Working data:
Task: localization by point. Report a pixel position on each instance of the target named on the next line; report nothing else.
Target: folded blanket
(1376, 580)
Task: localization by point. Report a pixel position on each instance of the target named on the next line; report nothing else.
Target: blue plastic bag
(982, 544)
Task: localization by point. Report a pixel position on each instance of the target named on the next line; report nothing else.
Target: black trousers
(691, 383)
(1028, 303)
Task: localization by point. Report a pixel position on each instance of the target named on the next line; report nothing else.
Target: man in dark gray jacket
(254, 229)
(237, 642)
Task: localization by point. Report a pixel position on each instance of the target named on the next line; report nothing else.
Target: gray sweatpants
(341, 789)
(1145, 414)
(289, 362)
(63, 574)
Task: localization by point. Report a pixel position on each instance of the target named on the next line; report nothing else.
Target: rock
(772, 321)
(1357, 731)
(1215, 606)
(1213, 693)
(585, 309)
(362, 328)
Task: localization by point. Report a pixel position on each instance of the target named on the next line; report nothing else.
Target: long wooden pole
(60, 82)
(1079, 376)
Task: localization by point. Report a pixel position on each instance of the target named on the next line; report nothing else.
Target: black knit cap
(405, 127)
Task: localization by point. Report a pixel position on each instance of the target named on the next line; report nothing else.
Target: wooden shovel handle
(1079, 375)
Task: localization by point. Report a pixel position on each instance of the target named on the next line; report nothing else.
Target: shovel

What is asked:
Please repeat all the records above exactly as they appear.

Solution for this task:
Task: localization by point. Report a pixel position on each instance of the target named on the next line; report nothing else.
Target: folded blanket
(1376, 580)
Task: localization by point. Report a pixel position on each instance of the target named on the next line; report nothing else.
Target: blue plastic bag
(982, 544)
Task: localization by point. Report a pixel position on each instance of the target named on the next line; report nothing else.
Target: black trousers
(691, 383)
(1028, 303)
Task: localization by point. Report a pixel position on each instance of the target named on the next line; report nothing else.
Target: man in dark gray jacket
(254, 229)
(237, 642)
Task: localization by point. Report a pixel position on each instance of the target named on the next line; report nothing else.
Target: gray sweatpants
(341, 789)
(1145, 414)
(289, 362)
(63, 574)
Task: localization by point. Report a pixel position on each instance of the target named on the next line; report nothing else.
Target: rock
(772, 321)
(1357, 731)
(1215, 606)
(1213, 693)
(585, 309)
(362, 328)
Task: localization by point. Report a pixel position on each instance of the target named on the next line; report nothing else.
Target: long wooden pole
(60, 82)
(1079, 376)
Task: localization by point. Report a pixel position on each instance of the target named on the next line; report nothing else.
Target: black knit cap
(405, 127)
Task: localization by point. Report a pixel position on each instance of the target named on the next line; report nothing else.
Target: wooden shovel handle
(1079, 375)
Task: localization by point. Report a pixel position on each instance of the target named on the next line; report nothing else.
Target: shovel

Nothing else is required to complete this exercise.